Task to carry out - Every entry must be reproduced word for word.

-=-=-

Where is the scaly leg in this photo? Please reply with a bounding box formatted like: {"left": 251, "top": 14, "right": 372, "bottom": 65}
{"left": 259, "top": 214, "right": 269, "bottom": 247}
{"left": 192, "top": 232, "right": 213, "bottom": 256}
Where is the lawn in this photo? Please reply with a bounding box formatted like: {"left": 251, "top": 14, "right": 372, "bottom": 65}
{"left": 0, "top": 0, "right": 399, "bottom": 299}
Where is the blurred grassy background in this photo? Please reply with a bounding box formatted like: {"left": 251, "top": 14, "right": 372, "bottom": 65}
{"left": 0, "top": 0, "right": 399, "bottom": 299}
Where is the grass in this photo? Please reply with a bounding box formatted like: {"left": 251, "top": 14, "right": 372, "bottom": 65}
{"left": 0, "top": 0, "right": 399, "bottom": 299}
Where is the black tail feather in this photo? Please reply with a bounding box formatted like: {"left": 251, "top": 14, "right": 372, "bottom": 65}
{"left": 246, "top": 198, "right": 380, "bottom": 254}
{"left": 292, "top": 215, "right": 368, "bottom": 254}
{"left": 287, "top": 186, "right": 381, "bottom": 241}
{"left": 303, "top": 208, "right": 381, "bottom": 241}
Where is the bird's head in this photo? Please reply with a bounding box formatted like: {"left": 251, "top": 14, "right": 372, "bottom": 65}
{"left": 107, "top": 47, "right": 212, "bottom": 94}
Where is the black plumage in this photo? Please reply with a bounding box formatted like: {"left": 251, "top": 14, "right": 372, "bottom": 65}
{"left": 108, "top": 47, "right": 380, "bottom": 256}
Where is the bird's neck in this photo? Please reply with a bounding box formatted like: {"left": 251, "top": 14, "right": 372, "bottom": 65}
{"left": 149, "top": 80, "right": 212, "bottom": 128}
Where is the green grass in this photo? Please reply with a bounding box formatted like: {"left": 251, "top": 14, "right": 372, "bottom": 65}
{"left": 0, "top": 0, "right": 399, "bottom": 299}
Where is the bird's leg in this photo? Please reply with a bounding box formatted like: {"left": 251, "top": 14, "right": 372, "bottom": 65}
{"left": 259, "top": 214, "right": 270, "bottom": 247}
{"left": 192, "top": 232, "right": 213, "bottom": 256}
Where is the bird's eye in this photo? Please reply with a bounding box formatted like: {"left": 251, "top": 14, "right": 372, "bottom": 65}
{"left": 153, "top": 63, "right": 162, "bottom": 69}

-=-=-

Result below -
Where is the scaly leg in this photo? Please reply with a bounding box formatted like: {"left": 251, "top": 14, "right": 372, "bottom": 65}
{"left": 259, "top": 214, "right": 269, "bottom": 247}
{"left": 192, "top": 232, "right": 213, "bottom": 256}
Where is the lawn in this photo? Please reply with a bounding box formatted like: {"left": 251, "top": 14, "right": 372, "bottom": 65}
{"left": 0, "top": 0, "right": 399, "bottom": 299}
Where is the blurred grassy background in this photo? Please reply with a bounding box formatted like: {"left": 251, "top": 14, "right": 372, "bottom": 65}
{"left": 0, "top": 0, "right": 399, "bottom": 299}
Where is the grass in this photo? Please reply with a bounding box formatted like: {"left": 251, "top": 14, "right": 372, "bottom": 65}
{"left": 0, "top": 0, "right": 399, "bottom": 299}
Where is the black tail feather in this photo? Please reply with a bounding box formatted like: {"left": 251, "top": 14, "right": 372, "bottom": 65}
{"left": 246, "top": 198, "right": 380, "bottom": 254}
{"left": 292, "top": 215, "right": 368, "bottom": 254}
{"left": 287, "top": 186, "right": 381, "bottom": 241}
{"left": 303, "top": 208, "right": 381, "bottom": 241}
Where is the bird's head in this photo? Please reply with a bounding box formatted like: {"left": 251, "top": 14, "right": 372, "bottom": 65}
{"left": 107, "top": 47, "right": 212, "bottom": 94}
Where is the black plumage in this photo? Please reply with a bounding box formatted like: {"left": 251, "top": 14, "right": 372, "bottom": 65}
{"left": 108, "top": 47, "right": 380, "bottom": 256}
Where is the bird's neck in this photo? Please reply with a bounding box formatted like: {"left": 251, "top": 14, "right": 372, "bottom": 65}
{"left": 149, "top": 80, "right": 212, "bottom": 128}
Where is the green grass in this photo? Please reply with a bounding box formatted like: {"left": 251, "top": 14, "right": 372, "bottom": 65}
{"left": 0, "top": 0, "right": 399, "bottom": 299}
Where is the bird's leg in this photo? Please reply with a bounding box formatted like: {"left": 251, "top": 14, "right": 372, "bottom": 65}
{"left": 259, "top": 214, "right": 270, "bottom": 247}
{"left": 192, "top": 232, "right": 213, "bottom": 256}
Where is the bird's eye in this photo? Please reply with a bounding box formatted like: {"left": 251, "top": 14, "right": 372, "bottom": 65}
{"left": 153, "top": 63, "right": 162, "bottom": 69}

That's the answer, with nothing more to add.